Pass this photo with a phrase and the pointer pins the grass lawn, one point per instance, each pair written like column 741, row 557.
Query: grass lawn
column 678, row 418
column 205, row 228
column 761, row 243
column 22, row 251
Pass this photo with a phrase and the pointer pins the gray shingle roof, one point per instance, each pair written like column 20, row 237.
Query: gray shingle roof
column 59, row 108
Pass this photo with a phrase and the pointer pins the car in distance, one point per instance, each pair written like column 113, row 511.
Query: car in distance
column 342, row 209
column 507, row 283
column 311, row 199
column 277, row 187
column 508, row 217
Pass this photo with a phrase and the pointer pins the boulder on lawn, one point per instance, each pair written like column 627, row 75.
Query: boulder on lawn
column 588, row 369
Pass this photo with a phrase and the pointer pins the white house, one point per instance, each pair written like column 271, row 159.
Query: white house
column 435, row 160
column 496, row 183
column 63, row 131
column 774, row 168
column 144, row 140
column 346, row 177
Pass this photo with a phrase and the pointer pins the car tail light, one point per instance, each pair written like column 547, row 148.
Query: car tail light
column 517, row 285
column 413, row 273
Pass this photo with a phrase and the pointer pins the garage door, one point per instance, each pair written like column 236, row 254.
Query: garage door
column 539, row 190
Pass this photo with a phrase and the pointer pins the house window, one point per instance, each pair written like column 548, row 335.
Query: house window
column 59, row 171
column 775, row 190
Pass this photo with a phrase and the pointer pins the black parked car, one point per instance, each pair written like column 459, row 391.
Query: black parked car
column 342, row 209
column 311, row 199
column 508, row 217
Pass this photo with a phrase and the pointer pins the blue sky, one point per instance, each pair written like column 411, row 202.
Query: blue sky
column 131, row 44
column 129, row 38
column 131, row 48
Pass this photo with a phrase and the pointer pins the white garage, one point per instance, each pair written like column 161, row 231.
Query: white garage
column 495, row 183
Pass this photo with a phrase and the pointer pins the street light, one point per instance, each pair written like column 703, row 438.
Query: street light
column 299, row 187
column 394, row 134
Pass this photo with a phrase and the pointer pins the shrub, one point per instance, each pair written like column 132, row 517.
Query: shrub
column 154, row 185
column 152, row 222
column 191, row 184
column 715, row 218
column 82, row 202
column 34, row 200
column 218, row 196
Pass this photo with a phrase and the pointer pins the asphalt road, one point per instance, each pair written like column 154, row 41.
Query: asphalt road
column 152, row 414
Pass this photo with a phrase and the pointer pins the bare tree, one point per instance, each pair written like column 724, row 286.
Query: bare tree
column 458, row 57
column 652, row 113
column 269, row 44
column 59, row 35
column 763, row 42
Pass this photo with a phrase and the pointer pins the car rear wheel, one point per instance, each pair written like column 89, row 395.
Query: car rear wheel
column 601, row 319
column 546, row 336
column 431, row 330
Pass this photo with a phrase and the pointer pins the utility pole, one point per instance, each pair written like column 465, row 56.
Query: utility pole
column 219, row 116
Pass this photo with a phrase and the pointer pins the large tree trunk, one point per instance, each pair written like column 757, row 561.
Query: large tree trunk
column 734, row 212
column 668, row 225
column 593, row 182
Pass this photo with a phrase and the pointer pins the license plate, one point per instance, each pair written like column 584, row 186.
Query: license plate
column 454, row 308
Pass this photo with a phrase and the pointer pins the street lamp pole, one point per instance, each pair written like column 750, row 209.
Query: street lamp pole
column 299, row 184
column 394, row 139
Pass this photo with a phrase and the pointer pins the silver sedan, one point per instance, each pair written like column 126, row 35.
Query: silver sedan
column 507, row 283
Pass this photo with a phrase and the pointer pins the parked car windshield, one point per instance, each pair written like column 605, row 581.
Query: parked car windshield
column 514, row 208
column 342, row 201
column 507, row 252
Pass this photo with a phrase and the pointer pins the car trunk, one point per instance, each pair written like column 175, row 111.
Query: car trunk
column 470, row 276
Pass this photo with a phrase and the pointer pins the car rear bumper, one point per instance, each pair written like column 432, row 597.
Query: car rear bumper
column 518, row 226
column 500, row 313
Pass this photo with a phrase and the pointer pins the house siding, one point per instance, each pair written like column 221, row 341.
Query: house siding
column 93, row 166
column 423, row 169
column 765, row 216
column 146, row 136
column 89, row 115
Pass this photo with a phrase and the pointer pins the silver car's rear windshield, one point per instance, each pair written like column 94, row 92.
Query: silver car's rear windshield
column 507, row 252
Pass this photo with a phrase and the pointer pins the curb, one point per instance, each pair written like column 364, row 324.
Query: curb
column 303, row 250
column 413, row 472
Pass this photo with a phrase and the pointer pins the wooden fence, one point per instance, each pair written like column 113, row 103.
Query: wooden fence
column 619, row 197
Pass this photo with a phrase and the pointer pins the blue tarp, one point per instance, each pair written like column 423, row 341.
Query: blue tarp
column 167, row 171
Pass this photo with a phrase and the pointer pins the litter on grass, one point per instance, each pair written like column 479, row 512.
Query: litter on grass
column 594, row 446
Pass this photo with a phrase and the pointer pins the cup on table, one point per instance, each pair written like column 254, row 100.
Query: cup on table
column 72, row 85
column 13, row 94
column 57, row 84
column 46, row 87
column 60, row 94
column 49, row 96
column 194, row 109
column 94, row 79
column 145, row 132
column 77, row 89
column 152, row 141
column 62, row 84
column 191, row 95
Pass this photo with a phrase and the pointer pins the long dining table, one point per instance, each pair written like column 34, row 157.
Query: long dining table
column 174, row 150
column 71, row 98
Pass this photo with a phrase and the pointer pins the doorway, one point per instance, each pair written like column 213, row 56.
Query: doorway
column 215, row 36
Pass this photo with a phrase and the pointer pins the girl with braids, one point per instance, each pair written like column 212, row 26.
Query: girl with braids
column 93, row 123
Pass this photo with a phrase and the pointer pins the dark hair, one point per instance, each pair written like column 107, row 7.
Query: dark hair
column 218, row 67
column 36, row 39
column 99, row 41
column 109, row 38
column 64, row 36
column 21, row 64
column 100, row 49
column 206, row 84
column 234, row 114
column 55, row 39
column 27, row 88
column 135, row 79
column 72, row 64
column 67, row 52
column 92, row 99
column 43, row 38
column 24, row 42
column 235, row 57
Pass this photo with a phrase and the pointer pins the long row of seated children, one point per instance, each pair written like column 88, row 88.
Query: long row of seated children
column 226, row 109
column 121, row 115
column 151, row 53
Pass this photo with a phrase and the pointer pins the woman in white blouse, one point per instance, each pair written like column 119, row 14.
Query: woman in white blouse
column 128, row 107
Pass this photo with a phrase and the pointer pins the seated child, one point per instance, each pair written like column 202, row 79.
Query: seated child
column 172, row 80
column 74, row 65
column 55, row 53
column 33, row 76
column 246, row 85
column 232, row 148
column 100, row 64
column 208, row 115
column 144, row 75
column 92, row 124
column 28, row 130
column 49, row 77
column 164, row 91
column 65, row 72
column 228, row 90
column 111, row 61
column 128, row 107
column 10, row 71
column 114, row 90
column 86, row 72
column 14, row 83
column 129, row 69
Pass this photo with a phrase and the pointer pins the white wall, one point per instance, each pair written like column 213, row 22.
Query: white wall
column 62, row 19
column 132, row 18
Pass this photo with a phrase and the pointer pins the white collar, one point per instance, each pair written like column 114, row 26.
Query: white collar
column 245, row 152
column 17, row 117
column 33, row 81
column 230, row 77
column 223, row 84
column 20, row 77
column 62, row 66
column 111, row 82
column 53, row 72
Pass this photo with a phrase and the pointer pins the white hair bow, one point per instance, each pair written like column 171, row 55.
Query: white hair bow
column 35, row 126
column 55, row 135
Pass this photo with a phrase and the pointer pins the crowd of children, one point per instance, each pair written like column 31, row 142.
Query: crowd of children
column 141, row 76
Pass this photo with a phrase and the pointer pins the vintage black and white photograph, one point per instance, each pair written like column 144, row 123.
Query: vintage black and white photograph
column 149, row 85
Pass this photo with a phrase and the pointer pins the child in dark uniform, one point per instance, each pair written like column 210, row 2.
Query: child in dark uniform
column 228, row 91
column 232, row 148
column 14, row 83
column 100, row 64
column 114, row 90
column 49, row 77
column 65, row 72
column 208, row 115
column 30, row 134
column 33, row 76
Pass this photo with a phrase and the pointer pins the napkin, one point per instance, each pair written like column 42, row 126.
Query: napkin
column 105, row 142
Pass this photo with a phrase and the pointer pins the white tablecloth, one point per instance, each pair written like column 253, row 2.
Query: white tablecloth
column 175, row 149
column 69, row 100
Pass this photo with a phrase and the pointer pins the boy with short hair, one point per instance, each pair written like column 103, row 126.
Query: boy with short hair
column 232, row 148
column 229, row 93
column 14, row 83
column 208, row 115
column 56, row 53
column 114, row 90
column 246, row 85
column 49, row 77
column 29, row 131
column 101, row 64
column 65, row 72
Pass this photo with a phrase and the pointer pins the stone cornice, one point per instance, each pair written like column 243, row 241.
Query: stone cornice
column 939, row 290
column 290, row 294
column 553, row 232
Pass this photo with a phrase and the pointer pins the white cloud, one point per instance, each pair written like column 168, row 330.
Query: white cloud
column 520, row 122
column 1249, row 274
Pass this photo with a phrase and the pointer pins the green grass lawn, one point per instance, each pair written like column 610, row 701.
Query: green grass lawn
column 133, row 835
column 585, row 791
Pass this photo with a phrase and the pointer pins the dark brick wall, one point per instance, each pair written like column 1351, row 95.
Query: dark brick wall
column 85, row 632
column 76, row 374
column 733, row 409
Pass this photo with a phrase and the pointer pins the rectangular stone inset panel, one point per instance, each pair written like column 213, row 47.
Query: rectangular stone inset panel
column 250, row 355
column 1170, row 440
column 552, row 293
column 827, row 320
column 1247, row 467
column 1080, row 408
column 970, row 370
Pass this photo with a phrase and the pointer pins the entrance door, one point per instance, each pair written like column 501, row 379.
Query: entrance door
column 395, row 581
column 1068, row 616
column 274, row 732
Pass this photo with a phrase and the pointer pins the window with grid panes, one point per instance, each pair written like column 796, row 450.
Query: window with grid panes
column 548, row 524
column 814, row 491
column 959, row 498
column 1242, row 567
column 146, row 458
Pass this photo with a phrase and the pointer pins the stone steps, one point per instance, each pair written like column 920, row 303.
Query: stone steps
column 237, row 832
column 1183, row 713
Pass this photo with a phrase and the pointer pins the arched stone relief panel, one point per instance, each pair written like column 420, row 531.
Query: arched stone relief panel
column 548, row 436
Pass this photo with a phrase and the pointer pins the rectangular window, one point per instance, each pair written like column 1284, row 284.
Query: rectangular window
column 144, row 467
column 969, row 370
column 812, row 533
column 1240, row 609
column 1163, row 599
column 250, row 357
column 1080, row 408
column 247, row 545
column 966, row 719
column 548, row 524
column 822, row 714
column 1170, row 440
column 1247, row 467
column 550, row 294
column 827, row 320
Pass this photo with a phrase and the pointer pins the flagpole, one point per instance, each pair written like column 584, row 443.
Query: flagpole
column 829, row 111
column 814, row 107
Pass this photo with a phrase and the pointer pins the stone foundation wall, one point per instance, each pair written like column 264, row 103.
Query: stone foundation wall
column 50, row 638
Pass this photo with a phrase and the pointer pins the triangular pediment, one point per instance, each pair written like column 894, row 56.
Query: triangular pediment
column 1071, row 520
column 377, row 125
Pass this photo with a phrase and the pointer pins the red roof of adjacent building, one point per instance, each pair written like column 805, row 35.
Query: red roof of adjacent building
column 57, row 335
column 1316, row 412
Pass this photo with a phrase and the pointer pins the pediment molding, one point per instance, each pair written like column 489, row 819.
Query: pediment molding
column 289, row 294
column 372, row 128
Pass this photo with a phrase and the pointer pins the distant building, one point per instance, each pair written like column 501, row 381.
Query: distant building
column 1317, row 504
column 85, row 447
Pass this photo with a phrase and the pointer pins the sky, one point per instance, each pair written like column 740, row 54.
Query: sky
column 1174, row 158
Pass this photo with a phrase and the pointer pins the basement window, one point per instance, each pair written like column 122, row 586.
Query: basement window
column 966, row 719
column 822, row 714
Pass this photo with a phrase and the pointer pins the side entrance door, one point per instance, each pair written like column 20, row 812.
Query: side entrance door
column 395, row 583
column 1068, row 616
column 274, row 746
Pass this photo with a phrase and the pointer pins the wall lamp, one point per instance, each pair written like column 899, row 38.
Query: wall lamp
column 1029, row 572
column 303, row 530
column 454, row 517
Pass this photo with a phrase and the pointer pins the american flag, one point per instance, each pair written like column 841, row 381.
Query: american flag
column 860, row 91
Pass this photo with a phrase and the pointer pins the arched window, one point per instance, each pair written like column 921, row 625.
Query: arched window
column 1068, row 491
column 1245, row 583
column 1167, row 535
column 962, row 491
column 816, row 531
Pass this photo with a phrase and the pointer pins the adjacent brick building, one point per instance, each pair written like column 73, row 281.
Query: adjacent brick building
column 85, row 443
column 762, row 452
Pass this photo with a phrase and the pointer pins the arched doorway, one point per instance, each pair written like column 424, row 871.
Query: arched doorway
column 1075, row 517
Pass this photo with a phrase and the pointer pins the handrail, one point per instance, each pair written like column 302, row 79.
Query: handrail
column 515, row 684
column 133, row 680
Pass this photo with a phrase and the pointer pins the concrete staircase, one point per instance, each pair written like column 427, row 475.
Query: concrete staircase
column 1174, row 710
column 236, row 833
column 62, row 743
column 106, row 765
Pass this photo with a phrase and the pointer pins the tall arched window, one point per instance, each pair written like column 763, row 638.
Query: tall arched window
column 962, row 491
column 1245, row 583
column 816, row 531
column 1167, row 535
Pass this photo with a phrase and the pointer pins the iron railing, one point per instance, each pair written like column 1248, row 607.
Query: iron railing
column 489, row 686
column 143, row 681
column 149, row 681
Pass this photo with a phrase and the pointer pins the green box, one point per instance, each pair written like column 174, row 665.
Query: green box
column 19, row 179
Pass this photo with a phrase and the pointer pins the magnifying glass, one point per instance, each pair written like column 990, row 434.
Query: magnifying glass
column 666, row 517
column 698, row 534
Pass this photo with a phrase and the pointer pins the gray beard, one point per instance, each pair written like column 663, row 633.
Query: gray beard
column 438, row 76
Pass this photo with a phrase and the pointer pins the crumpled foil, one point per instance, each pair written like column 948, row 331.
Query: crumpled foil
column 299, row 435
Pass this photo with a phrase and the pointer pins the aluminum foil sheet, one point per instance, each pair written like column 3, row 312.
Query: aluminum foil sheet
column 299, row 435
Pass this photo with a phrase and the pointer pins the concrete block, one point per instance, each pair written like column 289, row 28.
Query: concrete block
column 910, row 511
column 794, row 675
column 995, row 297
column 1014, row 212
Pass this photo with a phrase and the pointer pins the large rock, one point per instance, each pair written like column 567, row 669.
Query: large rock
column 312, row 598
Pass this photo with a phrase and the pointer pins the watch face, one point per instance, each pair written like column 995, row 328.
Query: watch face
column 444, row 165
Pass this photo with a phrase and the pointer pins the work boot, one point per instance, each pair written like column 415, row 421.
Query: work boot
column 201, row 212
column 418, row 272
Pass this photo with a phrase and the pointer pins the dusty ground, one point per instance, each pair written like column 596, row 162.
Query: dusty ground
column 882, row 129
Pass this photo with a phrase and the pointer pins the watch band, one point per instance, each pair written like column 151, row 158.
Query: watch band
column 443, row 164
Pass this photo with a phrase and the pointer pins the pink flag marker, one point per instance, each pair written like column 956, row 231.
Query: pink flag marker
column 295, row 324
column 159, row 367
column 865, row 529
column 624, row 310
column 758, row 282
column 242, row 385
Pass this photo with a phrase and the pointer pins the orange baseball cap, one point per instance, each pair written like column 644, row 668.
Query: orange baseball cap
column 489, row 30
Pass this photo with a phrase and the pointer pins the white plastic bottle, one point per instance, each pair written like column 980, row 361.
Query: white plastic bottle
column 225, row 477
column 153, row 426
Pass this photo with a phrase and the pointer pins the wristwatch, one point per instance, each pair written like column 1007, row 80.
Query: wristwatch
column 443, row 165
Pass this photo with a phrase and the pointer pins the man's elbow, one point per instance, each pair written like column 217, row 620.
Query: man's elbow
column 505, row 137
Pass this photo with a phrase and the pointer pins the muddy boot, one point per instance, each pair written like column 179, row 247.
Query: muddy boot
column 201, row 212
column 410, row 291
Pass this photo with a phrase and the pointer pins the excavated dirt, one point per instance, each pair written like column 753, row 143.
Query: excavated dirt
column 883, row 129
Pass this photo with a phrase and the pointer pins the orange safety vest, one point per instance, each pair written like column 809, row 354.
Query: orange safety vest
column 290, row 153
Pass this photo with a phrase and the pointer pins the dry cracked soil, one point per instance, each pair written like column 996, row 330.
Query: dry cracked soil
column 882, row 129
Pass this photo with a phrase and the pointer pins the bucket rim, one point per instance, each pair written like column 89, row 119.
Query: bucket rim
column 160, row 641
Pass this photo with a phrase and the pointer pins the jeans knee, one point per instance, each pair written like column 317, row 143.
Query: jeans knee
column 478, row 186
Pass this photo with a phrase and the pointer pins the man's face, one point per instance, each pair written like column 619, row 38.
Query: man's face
======
Rewrite the lines from the first one through the line that contains "column 22, row 251", replacing "grass lawn" with "green lawn" and leaving everything else unchanged.

#### Exercise solution:
Pass this photo with a phrase and the pointer pins the green lawn, one point per instance, each pair written like column 741, row 557.
Query: green lawn
column 678, row 418
column 205, row 228
column 761, row 243
column 22, row 251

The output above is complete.